| Given text |
>> start
Paullus had 2 younger sons. However, these two died within days of each other in 167 BC and he was then without an heir.
Scipio's
upbringing is described in a passage of Plutarch's biography of his
father, Aemilius Paullus, who brought up his sons in accordance with
the traditional native type of education, as he himself had been
brought up, but also, and more keenly, on the Greek pattern. For the
young men were surrounded not only by Greek teachers, scholars, and
rhetoricians, but also by Greek sculptors, painters, overseers of
horses and hounds, and instructors in hunting. This education, based on
a combination of Greek and Roman culture, set the direction of Scipio's
further interests.
Scipio
Aemilianus was married at an early age to his cousin, Sempronia, the
only surviving daughter of Scipio Africanus' youngest daughter, and
sister of the Gracchi brothers, who bitterly despised him.
Scipio
was introduced to military life in 168, when he and his brother served
under their father in the Third Macedonian War. At the decisive Battle
of Pydna (at age 17) he followed up the routed enemy with such dash
that he was reported missing and was feared killed.
>> end
| Given information |
>> start
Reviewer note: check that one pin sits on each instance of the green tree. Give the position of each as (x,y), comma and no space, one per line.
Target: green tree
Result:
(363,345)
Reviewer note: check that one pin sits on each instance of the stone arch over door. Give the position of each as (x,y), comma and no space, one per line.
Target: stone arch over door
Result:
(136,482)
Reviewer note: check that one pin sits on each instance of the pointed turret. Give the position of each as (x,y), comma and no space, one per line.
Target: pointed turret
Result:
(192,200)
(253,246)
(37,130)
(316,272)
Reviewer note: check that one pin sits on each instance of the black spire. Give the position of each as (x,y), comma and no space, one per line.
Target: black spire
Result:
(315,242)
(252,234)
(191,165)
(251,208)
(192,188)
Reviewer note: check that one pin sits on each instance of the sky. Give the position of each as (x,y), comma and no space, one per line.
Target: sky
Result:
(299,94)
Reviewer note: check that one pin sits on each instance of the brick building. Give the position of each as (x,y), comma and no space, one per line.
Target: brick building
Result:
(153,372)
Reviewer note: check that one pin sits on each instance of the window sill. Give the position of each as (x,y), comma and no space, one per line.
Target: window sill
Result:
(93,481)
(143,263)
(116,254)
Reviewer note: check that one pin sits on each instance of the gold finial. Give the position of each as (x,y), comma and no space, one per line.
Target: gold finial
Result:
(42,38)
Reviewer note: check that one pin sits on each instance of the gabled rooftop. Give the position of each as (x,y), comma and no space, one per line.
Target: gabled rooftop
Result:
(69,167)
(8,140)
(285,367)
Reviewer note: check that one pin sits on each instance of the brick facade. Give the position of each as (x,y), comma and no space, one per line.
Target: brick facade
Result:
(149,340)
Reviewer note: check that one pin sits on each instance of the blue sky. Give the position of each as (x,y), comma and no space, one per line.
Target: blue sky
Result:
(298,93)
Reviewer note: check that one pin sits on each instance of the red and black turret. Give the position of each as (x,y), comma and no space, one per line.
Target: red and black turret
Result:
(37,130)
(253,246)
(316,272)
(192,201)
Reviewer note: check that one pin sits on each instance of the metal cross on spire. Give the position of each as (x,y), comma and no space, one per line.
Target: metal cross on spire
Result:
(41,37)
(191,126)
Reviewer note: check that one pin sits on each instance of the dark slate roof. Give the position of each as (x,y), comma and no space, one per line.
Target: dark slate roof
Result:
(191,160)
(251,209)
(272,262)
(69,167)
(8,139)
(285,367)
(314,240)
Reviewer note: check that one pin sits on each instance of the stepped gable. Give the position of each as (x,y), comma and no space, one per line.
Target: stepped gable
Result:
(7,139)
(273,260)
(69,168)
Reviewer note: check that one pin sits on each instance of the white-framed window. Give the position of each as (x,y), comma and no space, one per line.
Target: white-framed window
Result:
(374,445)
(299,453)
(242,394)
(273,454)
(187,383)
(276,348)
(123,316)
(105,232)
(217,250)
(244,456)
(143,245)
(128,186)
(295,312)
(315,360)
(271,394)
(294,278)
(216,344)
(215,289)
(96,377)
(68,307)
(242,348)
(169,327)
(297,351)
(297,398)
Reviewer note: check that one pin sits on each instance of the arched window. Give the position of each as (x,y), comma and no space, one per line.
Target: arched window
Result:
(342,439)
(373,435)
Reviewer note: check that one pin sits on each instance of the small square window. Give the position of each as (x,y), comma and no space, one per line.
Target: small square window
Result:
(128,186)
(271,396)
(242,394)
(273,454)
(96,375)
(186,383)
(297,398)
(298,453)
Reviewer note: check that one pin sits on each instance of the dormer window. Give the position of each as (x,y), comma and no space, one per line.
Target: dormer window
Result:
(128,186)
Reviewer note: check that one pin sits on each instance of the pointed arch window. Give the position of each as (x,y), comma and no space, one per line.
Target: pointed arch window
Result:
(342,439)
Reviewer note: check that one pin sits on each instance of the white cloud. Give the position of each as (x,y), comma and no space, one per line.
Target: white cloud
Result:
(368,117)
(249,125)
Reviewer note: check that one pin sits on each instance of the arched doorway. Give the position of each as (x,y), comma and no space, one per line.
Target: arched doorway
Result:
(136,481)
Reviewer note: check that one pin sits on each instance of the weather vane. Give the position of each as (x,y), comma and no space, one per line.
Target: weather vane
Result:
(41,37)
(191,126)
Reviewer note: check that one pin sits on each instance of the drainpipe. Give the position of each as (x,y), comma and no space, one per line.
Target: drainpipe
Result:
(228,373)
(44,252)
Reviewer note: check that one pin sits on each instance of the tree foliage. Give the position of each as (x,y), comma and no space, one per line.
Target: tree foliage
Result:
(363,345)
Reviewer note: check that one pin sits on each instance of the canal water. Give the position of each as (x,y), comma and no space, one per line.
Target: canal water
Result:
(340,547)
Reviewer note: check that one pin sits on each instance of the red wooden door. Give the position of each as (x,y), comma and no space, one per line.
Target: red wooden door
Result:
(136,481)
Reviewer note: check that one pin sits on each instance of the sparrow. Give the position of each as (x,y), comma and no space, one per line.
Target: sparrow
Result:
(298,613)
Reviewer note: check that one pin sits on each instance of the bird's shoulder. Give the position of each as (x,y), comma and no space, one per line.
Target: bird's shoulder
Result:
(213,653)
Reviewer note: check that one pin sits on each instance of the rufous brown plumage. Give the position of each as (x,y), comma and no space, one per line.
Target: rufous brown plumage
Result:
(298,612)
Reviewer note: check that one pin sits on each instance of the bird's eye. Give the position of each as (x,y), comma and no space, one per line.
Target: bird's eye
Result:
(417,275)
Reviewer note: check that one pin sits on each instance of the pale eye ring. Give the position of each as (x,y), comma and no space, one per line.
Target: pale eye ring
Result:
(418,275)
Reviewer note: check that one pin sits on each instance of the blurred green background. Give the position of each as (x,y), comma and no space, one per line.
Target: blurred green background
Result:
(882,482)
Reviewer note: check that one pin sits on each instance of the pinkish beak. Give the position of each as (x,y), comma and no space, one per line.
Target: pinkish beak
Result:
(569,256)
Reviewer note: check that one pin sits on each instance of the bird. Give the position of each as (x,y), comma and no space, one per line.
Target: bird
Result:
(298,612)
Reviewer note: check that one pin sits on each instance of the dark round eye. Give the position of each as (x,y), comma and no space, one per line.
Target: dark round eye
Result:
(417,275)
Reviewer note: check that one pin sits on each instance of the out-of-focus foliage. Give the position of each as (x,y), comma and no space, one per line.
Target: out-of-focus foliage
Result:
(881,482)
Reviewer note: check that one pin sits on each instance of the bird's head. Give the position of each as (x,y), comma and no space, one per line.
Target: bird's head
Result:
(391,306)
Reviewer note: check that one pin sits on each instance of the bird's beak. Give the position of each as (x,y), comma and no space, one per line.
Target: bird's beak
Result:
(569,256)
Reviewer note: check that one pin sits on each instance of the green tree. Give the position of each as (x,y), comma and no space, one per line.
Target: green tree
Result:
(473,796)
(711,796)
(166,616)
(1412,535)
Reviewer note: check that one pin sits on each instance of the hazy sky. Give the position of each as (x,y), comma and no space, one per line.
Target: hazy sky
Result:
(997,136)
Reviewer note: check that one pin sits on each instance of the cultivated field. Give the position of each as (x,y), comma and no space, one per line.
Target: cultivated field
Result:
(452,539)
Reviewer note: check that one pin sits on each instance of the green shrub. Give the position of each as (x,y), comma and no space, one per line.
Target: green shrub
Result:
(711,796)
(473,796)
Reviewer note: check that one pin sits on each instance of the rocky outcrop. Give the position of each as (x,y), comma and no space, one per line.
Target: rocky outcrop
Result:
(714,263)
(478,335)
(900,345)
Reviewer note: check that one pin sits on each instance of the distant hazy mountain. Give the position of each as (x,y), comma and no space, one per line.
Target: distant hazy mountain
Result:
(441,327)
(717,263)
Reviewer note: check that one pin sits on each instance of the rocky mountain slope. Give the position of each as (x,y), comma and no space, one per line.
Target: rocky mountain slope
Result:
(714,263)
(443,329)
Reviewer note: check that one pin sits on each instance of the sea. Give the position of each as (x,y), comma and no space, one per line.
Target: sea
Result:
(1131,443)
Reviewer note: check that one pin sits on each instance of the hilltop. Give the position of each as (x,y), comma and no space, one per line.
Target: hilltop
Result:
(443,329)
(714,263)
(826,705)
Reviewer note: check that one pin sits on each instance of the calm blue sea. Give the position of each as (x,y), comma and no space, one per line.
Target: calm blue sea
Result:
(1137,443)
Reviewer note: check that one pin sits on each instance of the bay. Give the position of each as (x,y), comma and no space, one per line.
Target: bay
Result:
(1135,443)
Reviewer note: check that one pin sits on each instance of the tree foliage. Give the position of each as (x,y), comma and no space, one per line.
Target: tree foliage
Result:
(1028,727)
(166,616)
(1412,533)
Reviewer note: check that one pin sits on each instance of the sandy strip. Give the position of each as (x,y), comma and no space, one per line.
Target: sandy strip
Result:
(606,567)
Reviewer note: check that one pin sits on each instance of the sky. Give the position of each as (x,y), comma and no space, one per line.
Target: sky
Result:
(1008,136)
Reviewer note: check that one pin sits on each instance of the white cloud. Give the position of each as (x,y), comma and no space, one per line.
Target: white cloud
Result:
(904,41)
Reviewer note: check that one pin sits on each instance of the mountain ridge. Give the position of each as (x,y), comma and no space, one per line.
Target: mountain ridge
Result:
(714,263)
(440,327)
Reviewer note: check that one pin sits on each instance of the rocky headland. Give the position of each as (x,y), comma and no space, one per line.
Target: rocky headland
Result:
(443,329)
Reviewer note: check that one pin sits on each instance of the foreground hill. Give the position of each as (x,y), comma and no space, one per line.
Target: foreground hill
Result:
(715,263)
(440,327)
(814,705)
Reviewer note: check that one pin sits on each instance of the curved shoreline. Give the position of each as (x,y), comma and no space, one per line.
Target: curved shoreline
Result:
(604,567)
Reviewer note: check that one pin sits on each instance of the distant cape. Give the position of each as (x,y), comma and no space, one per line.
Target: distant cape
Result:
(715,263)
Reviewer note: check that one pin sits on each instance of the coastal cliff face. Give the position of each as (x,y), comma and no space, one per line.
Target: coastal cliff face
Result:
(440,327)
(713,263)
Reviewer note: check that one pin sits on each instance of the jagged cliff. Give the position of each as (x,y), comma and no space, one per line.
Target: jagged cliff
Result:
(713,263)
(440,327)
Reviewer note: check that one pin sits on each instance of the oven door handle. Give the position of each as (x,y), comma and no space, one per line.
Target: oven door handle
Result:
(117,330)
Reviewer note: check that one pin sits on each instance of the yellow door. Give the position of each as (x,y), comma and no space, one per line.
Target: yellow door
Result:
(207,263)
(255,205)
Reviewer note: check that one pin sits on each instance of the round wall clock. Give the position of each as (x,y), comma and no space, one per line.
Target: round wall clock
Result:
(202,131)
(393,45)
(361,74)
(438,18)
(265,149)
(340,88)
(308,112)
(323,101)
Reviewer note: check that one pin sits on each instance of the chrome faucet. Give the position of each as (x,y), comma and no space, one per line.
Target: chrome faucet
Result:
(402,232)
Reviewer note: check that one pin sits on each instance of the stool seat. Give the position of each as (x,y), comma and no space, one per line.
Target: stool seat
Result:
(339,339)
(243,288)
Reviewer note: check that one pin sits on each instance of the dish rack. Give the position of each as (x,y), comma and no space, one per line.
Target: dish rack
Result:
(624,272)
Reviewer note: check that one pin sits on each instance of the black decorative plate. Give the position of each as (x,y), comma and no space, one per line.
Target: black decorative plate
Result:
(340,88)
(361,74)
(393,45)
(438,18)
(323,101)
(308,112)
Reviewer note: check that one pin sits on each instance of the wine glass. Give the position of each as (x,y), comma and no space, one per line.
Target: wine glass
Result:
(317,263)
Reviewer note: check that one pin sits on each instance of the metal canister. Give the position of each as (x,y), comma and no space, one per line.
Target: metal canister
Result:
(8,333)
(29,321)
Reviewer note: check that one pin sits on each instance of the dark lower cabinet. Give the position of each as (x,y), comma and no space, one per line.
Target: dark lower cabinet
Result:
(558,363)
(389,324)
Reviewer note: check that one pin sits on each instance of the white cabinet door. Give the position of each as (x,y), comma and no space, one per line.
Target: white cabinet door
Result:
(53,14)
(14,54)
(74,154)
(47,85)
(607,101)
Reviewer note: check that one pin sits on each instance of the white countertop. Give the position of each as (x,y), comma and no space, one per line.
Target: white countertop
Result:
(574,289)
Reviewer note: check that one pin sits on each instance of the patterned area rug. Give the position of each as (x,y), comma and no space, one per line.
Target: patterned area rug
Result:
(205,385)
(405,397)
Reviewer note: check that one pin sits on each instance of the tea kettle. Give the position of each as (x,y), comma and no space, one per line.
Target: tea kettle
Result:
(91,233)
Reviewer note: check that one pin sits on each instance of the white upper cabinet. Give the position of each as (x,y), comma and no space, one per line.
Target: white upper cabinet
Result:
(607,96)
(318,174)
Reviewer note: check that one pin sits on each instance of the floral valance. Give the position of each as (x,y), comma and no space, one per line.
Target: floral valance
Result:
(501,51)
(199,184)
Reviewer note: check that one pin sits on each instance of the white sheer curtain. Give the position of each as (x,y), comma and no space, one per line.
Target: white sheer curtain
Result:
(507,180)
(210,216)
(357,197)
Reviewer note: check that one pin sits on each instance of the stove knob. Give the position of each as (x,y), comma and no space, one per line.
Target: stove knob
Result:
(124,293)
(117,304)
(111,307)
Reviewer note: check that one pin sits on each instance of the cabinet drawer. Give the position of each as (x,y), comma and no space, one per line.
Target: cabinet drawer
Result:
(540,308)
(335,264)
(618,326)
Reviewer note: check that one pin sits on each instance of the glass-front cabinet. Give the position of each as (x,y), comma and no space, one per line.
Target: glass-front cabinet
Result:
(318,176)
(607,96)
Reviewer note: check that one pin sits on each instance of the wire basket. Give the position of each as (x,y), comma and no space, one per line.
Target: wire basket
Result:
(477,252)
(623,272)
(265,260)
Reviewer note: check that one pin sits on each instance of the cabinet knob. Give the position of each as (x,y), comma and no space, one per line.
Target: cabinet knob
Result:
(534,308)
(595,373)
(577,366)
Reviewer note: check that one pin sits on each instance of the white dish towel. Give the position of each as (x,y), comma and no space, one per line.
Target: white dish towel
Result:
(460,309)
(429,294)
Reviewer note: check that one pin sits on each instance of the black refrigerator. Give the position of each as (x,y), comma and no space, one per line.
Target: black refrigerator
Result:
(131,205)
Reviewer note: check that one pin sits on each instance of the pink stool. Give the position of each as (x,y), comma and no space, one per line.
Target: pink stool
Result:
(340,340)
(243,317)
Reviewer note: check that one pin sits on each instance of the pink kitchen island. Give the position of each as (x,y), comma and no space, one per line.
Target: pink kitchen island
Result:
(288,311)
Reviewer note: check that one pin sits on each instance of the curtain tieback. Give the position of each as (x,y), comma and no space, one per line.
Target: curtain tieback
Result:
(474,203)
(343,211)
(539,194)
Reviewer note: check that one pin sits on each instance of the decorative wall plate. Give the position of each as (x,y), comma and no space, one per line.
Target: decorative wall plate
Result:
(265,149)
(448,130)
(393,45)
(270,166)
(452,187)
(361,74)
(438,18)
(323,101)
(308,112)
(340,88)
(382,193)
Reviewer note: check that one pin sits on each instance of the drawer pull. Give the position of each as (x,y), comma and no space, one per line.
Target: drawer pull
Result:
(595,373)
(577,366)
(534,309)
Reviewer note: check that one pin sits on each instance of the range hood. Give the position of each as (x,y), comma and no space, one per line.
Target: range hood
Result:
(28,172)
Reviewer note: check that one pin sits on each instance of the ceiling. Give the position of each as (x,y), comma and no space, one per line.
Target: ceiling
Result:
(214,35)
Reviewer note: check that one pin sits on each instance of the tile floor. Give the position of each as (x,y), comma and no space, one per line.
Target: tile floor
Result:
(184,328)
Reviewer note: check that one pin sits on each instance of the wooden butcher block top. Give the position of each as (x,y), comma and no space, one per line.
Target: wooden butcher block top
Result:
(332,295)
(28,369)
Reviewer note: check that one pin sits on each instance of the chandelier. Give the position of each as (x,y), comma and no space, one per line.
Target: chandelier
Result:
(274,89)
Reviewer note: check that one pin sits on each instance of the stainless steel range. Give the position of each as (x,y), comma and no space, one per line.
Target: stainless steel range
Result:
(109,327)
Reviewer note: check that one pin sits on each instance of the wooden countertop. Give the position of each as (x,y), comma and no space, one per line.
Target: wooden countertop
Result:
>> end
| Set problem A |
Copy the Scipio passage word for word, from start to finish.
| Set problem B |
List every line of the listing that contains the string "vane", treating uppercase and lowercase as different.
The Scipio passage has no connection to the listing.

| Task output A |
Paullus had 2 younger sons. However, these two died within days of each other in 167 BC and he was then without an heir.
Scipio's
upbringing is described in a passage of Plutarch's biography of his
father, Aemilius Paullus, who brought up his sons in accordance with
the traditional native type of education, as he himself had been
brought up, but also, and more keenly, on the Greek pattern. For the
young men were surrounded not only by Greek teachers, scholars, and
rhetoricians, but also by Greek sculptors, painters, overseers of
horses and hounds, and instructors in hunting. This education, based on
a combination of Greek and Roman culture, set the direction of Scipio's
further interests.
Scipio
Aemilianus was married at an early age to his cousin, Sempronia, the
only surviving daughter of Scipio Africanus' youngest daughter, and
sister of the Gracchi brothers, who bitterly despised him.
Scipio
was introduced to military life in 168, when he and his brother served
under their father in the Third Macedonian War. At the decisive Battle
of Pydna (at age 17) he followed up the routed enemy with such dash
that he was reported missing and was feared killed.

| Task output B |
Reviewer note: check that one pin sits on each instance of the weather vane. Give the position of each as (x,y), comma and no space, one per line.
Target: weather vane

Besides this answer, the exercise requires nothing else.